◆ **ИСХОДНЫЙ ОТРЫВОК**:
--*--

Так гореть, кипеть, плакать, страдать и жить! И жить!
Почему меня заставляют жить?
Ах, я нетерпелива, мое время придет… Хочу верить, но что-то мне говорит: не придет никогда и всю жизнь я так и буду ждать, ждать, вечно ждать, и ждать, и ждать, и ждать.
По мне, уж лучше полное отчаяние, потому что после этих мучительных минут всегда выпадает немного покоя, как после дождя – солнце.
Я не из-за этого несостоявшегося вечера жалуюсь, вечер – только повод, слово, к которому цепляешься, чтобы сказать то, что думаешь.
<…>
Не хочу всеобщей жалости, но мне хотелось бы, чтобы кто-нибудь меня прочел, понял, пожалел, поплакал со мной вместе, искренне, зная, о чем плачет, понимая меня, видя самые укромные уголки моего сердца.
Если я скоро умру, все сожгу, но если умру старухой, этот дневник прочтут. Суметь бы мне выразить себя, запечатлеть всю жизнь женщины, все ее мысли, все, все, – такой фотографии, по-моему, еще не было. Это будет любопытно.

--*--

◆ **УСЛОВИЕ ЗАДАЧИ**: Перепишите из дневникового отрывка слово в слово фрагмент: начните с места, где стоят слова «Ах, я нетерпелива, мое», и остановитесь после слов «дождя – солнце.». Перечень, приведенный далее, с отрывком никак не связан.

◆ **ИСХОДНЫЕ ДАННЫЕ**:
--*--

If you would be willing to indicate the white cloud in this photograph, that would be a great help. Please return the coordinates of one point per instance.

--*--

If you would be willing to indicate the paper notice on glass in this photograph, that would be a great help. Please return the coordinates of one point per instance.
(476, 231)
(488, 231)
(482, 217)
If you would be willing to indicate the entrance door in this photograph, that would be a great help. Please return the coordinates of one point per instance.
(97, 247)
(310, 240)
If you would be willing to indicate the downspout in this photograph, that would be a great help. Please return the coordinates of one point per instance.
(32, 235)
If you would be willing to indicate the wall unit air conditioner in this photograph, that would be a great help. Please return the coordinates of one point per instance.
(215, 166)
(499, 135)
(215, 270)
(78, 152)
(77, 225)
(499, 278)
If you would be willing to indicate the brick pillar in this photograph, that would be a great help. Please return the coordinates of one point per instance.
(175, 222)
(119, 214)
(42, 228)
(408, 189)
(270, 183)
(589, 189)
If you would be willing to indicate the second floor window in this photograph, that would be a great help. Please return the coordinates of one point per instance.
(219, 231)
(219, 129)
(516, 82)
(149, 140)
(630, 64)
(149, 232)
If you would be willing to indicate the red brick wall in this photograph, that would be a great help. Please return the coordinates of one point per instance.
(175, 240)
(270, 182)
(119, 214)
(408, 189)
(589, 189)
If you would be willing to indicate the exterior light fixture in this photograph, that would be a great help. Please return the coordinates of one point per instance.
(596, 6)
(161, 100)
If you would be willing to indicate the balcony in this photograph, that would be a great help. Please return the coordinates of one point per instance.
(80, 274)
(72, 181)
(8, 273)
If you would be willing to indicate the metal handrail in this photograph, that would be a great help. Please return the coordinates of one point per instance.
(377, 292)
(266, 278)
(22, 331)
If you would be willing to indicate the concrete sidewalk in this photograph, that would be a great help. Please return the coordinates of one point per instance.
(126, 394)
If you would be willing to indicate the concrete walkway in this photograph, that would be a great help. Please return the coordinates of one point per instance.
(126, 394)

--*--

◆ **ПОЛЕ ДЛЯ ОТВЕТА**:
Ах, я нетерпелива, мое время придет… Хочу верить, но что-то мне говорит: не придет никогда и всю жизнь я так и буду ждать, ждать, вечно ждать, и ждать, и ждать, и ждать.
По мне, уж лучше полное отчаяние, потому что после этих мучительных минут всегда выпадает немного покоя, как после дождя – солнце.